What to do — All lines of the listing that contain "glove" should be shown in full.

Data listing —

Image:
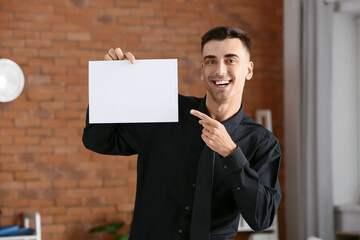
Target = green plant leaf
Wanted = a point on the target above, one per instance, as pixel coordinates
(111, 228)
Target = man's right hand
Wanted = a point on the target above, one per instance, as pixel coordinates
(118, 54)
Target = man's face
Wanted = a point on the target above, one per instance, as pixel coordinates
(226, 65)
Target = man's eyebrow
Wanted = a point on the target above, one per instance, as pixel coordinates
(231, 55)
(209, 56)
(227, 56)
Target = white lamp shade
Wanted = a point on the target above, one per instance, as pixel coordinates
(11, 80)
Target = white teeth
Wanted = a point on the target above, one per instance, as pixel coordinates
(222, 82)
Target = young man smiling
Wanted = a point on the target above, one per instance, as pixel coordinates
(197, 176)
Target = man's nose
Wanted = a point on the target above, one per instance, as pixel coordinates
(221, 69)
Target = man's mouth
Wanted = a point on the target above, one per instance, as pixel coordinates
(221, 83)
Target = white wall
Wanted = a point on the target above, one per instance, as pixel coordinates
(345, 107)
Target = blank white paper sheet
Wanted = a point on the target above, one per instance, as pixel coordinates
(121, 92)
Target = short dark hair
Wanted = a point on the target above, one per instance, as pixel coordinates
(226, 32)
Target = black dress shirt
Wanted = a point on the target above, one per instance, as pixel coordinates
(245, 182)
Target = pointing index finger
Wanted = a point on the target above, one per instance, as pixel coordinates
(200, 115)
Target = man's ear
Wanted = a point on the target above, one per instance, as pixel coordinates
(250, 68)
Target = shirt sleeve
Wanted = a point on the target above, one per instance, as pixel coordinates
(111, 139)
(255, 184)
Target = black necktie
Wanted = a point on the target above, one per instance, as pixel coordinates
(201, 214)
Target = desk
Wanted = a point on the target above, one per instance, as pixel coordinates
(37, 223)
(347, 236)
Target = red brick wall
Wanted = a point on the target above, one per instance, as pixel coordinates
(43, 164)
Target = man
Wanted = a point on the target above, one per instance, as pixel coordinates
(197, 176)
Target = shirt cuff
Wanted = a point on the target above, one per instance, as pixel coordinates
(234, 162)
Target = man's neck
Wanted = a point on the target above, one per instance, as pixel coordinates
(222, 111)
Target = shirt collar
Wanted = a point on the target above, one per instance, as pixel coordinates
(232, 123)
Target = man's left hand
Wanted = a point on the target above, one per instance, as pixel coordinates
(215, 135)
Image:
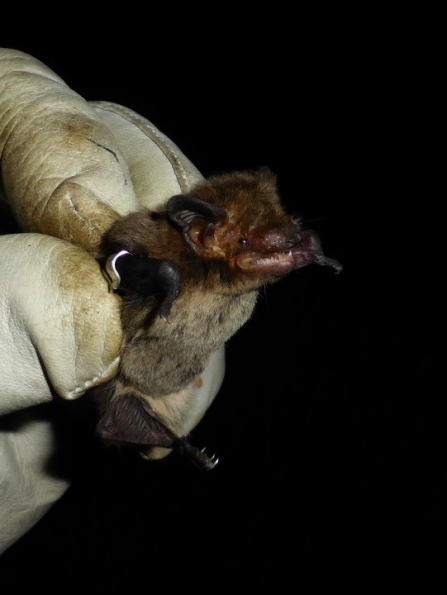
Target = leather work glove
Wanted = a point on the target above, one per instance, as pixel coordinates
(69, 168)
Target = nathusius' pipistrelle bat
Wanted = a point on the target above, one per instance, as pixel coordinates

...

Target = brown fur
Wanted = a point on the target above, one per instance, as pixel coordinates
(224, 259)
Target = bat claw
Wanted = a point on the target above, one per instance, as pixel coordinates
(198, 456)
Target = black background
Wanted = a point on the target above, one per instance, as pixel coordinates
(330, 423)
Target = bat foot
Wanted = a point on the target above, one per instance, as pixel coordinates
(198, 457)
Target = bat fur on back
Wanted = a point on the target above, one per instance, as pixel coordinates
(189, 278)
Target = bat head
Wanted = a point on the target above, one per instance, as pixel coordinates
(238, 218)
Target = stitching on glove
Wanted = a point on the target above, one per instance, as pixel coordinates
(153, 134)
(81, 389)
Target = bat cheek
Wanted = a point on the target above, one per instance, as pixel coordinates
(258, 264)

Final answer —
Target = leather work glove
Target = stitching on glove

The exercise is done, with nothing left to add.